Exercise directions
Pull together every line in the items below that contains the word "enfield", and copy each of those lines in full.

Material provided
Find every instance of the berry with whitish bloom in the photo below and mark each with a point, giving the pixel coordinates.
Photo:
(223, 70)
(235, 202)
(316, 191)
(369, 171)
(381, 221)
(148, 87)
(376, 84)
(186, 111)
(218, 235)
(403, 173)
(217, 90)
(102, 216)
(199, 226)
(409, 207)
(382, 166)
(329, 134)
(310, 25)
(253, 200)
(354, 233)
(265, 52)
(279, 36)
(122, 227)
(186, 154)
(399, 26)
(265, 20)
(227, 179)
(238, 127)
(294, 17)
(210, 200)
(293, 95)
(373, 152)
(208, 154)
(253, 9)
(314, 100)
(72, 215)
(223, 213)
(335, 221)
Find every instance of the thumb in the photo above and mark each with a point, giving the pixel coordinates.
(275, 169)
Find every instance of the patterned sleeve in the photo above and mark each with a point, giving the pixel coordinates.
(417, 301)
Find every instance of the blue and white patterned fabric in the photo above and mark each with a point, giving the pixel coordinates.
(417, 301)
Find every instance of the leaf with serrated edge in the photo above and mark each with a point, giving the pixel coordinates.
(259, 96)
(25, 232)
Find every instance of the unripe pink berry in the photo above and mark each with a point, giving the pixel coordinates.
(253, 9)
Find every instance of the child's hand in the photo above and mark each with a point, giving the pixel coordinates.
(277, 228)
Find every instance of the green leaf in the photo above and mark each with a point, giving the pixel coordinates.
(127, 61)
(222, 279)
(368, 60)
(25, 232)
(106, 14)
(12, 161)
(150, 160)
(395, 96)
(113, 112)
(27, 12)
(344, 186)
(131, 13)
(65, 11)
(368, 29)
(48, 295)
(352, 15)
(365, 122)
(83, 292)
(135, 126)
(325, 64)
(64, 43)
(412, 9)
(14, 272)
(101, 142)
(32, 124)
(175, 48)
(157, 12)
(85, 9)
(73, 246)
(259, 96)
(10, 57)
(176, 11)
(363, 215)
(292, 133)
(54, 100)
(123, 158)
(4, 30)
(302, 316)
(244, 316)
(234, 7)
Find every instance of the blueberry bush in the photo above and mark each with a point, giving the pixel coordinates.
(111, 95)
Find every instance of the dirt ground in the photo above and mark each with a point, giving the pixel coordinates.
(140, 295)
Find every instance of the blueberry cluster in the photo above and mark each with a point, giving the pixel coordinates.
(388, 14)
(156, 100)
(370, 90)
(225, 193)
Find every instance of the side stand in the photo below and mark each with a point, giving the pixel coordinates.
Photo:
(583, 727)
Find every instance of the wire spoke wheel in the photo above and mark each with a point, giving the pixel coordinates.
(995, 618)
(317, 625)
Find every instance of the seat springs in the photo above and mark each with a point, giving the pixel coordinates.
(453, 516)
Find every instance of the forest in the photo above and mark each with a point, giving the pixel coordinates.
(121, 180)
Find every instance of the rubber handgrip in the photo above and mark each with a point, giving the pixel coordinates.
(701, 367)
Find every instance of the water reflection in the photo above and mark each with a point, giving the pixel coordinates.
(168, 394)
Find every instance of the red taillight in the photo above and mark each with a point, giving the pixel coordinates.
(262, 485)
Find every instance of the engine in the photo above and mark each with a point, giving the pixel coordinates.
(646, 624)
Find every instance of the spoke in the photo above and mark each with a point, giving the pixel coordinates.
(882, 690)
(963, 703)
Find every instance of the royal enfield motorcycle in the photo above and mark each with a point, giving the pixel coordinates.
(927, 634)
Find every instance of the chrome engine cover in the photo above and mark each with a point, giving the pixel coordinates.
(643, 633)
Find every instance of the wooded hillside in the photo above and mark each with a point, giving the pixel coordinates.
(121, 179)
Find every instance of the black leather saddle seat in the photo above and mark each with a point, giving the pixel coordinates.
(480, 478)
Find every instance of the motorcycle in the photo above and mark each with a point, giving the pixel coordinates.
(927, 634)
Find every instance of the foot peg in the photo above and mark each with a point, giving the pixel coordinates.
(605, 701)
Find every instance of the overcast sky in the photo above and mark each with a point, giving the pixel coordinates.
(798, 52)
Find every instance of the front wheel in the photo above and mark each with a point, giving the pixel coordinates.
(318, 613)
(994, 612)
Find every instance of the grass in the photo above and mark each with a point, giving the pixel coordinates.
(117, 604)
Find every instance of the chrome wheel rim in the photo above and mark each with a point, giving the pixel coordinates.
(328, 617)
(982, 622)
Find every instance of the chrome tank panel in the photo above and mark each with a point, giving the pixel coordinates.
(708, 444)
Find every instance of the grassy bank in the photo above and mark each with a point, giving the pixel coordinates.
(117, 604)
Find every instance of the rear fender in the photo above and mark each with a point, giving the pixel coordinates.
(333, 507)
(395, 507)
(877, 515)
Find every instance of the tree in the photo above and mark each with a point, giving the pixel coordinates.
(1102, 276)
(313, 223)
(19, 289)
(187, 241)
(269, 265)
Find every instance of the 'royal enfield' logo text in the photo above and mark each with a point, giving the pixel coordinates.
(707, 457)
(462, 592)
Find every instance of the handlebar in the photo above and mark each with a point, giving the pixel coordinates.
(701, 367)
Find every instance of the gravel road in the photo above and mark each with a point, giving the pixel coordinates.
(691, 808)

==

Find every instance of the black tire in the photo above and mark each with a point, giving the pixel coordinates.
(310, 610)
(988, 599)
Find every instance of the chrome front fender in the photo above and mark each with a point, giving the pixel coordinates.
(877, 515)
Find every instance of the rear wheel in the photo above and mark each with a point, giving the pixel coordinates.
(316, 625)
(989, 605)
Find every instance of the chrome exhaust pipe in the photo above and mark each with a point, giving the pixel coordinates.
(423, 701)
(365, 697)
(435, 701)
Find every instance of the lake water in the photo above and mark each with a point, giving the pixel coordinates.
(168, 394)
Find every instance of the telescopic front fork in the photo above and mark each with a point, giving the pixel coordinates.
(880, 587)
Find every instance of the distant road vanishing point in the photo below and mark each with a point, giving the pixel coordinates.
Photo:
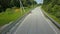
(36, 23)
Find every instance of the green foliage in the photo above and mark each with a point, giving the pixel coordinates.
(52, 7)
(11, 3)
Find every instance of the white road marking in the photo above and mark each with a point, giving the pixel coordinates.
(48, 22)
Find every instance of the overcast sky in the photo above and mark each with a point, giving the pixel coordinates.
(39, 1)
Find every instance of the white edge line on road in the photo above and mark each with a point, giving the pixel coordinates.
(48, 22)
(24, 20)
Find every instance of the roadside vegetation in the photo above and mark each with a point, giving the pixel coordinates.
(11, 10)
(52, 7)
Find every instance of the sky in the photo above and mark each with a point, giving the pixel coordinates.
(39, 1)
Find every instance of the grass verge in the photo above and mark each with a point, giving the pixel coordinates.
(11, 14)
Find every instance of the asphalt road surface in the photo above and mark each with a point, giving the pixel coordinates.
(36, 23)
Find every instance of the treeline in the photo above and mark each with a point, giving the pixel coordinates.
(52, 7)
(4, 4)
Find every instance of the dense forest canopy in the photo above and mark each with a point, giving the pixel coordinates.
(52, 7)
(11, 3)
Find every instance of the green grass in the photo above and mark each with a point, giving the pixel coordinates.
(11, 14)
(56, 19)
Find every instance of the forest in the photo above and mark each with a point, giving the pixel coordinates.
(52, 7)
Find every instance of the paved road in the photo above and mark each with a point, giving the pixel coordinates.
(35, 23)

Result below
Find every instance of the royal enfield motorcycle in the photo above and mark each with a point, giving the pixel coordinates.
Find every instance of the 'royal enfield' logo text in the photo above and mark each with a point, giving the pixel coordinates.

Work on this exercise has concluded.